**Lo que se pide**
Extrae de los registros todas las líneas que contengan la palabra "vehicle". Distingue entre mayúsculas y minúsculas.

== Material proporcionado

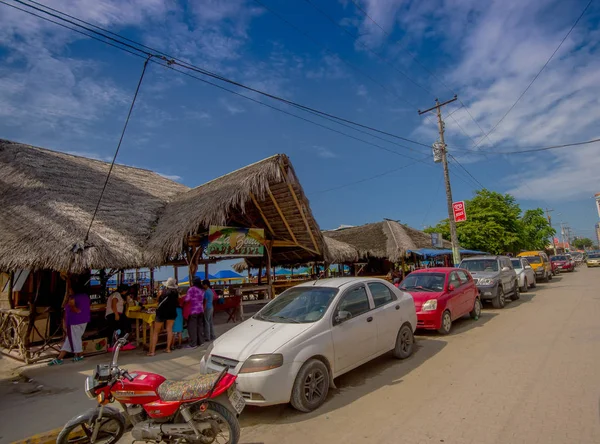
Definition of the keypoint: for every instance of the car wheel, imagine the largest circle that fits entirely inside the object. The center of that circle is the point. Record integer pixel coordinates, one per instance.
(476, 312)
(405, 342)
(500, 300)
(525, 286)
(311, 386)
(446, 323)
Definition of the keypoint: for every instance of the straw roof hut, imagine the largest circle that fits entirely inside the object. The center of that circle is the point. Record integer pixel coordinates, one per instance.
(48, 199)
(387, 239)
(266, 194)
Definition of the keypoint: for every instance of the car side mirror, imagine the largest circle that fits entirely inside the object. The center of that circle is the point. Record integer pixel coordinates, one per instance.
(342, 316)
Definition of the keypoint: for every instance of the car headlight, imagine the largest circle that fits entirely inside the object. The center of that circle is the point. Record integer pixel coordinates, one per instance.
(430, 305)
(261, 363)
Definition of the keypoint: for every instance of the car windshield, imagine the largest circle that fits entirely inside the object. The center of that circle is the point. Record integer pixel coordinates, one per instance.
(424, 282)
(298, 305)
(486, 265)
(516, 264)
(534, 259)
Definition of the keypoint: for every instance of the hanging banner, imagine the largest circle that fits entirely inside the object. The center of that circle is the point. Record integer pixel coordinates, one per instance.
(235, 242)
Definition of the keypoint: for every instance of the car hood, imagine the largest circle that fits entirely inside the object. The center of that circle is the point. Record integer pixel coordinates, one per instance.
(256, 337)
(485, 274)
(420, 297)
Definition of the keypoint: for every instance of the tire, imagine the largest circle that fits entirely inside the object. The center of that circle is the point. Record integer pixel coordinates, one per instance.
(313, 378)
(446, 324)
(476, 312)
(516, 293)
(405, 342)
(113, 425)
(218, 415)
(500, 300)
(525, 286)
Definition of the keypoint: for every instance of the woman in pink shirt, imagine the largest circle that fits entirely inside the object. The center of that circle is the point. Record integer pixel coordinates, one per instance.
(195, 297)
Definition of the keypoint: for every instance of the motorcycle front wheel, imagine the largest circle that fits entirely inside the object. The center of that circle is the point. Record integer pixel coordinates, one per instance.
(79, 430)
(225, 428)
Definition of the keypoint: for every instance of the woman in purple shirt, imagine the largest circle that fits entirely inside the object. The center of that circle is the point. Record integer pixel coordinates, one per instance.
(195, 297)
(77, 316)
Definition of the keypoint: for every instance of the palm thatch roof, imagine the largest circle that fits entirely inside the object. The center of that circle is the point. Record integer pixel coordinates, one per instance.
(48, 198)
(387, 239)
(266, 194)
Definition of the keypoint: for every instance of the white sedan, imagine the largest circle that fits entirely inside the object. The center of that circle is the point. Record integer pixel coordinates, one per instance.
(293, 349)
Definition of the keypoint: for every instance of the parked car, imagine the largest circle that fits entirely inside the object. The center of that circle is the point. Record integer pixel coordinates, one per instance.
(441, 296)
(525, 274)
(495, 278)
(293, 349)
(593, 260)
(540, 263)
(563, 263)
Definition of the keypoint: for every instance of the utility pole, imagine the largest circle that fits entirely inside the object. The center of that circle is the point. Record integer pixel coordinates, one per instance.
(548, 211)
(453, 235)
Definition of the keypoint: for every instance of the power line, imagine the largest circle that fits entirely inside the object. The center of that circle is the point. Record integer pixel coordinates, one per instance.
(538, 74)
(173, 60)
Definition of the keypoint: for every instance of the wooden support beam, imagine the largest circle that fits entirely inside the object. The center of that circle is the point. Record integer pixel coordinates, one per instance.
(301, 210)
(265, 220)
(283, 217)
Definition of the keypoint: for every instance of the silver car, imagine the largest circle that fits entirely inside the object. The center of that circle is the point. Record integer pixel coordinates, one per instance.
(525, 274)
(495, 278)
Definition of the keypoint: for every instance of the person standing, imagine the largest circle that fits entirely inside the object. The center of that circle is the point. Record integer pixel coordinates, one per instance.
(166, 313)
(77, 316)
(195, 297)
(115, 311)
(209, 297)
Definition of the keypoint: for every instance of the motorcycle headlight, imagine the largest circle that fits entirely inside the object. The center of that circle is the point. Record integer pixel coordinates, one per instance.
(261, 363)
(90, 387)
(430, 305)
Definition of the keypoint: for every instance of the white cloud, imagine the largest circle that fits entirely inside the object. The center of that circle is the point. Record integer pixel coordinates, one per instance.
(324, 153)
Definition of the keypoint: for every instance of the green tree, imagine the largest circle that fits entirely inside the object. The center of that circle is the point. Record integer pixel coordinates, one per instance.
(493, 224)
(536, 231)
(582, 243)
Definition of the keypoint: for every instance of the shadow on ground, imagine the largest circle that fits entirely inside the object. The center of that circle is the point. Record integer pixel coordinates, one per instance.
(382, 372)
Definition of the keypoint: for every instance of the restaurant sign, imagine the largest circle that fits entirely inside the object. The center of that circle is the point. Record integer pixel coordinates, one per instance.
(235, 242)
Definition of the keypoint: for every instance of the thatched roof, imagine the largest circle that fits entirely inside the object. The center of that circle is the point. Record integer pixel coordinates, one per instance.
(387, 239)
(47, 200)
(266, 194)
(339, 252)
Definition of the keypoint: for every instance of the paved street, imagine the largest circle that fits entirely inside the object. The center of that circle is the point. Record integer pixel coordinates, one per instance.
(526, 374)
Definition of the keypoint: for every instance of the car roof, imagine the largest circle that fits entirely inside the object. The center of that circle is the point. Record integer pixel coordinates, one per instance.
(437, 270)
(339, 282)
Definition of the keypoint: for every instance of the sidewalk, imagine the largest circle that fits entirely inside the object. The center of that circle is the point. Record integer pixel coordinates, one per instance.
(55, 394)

====
== Material proporcionado

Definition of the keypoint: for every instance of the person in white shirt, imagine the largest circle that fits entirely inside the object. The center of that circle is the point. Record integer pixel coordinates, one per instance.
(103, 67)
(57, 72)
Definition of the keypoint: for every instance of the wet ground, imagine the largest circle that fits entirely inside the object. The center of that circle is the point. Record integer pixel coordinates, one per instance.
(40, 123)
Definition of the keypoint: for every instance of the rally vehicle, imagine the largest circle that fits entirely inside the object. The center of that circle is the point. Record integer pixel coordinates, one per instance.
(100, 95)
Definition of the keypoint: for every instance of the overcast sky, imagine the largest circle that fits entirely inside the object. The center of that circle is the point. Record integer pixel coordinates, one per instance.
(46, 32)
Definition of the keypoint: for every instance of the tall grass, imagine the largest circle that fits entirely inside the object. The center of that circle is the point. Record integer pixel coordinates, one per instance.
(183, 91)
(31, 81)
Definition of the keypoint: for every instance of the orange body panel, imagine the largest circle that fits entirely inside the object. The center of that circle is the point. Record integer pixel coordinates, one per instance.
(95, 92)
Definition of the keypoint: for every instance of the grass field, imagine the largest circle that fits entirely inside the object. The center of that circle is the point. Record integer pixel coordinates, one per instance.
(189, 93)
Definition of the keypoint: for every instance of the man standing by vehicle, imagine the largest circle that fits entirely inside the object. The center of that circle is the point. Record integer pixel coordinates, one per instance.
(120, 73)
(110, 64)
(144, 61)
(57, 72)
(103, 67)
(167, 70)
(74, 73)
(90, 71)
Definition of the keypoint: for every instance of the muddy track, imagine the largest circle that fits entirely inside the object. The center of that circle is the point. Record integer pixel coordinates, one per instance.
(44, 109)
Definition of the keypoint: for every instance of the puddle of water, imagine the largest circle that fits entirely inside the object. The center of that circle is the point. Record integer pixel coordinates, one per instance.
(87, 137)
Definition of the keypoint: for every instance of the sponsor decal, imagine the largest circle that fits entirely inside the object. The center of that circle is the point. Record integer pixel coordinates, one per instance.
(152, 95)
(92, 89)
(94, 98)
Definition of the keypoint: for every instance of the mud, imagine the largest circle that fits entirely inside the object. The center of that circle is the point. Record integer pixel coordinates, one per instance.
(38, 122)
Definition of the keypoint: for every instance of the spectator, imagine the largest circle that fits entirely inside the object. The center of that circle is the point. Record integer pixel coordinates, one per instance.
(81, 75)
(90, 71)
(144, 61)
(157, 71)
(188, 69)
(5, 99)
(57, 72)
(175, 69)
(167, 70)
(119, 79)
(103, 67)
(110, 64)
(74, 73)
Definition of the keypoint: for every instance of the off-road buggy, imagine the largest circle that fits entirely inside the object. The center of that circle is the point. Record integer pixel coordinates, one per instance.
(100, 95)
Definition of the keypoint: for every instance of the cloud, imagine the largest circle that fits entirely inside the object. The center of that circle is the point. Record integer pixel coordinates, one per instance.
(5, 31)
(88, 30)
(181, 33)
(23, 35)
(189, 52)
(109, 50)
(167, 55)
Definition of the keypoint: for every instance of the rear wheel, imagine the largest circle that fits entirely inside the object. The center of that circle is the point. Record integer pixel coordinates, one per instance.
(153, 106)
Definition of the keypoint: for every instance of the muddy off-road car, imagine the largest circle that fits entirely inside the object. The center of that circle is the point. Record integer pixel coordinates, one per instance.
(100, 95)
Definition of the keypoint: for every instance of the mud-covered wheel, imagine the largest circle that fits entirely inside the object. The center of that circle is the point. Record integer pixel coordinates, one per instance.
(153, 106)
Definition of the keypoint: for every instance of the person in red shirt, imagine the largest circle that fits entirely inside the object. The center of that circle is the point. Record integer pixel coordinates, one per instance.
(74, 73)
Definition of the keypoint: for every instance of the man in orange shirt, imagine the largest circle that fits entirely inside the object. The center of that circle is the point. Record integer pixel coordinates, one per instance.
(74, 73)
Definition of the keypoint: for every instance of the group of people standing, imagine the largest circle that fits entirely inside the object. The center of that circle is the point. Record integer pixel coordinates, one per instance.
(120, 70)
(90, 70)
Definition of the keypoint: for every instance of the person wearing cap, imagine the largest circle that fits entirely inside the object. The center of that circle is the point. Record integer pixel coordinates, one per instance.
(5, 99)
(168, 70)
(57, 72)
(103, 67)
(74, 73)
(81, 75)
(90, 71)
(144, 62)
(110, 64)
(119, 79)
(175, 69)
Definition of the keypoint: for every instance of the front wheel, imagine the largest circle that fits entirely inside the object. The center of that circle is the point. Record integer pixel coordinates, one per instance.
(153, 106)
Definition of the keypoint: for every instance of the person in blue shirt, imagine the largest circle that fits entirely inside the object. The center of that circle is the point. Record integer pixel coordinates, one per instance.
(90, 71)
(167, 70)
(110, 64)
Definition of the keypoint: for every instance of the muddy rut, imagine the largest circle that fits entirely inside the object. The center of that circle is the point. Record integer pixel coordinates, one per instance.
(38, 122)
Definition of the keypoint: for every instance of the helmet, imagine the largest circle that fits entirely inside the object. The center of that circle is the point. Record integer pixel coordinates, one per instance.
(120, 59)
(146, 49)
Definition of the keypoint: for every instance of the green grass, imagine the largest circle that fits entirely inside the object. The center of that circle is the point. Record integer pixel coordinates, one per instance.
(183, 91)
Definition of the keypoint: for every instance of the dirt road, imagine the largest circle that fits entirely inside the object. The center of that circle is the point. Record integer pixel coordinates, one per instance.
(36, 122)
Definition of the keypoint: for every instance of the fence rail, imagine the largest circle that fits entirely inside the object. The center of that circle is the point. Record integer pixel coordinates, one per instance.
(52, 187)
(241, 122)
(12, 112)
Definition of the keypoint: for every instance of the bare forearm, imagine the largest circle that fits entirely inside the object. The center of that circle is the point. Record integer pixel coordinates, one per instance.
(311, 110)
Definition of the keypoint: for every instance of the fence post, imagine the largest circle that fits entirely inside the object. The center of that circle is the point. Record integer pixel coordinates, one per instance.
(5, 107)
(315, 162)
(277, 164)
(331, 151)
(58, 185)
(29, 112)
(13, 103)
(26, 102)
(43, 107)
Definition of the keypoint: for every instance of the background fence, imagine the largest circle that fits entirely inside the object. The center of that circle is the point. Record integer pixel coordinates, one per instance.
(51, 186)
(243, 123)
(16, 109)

====

**Resultado**
Definition of the keypoint: for every instance of the rally vehicle, imagine the largest circle that fits entirely inside the object. The center of that circle is the point. Record integer pixel coordinates, one per instance.
Definition of the keypoint: for every instance of the man standing by vehicle, imagine the largest circle that fits entirely inside the object. The center of that circle is the point. Record integer pixel coordinates, one per instance.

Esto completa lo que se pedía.